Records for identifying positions

___

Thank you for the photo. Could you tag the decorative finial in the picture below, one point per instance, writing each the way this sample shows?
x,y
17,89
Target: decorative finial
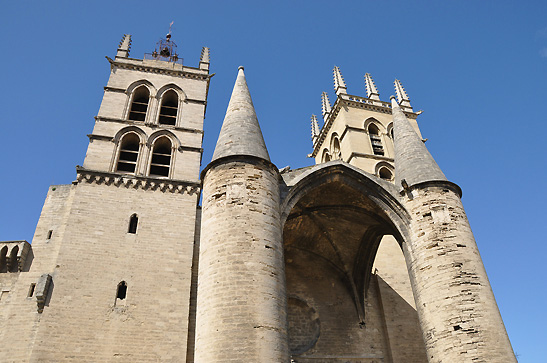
x,y
402,97
124,47
204,59
314,129
325,105
339,84
372,92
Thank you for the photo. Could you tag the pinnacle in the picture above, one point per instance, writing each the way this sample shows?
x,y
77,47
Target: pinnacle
x,y
402,97
372,91
240,133
413,162
325,105
339,83
125,46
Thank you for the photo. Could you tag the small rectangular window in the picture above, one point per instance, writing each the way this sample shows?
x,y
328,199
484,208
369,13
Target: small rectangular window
x,y
31,290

___

EXERCISE DIRECTIONS >> Please retype all of the lines above exactly, leaving the pictures out of your answer.

SOLUTION BELOW >>
Thank you for the photo. Could you tag the decorative finial in the picture below, one point per instance, writing each the way this sample shows?
x,y
17,89
Target: decorative finial
x,y
402,97
124,47
204,59
314,129
325,105
339,84
372,92
Thank you for the photo. Could you tag the pinnacle in the picture above, one point per instance, writing each the way this sample shows?
x,y
77,47
Target: pinnacle
x,y
402,97
372,91
240,133
413,162
325,105
339,83
125,46
Thank you for the photo. Could you tag the small rectangular window in the picture above, one point per instance, writing each the way this sample shows?
x,y
328,199
484,208
369,13
Target: small rectangular window
x,y
31,290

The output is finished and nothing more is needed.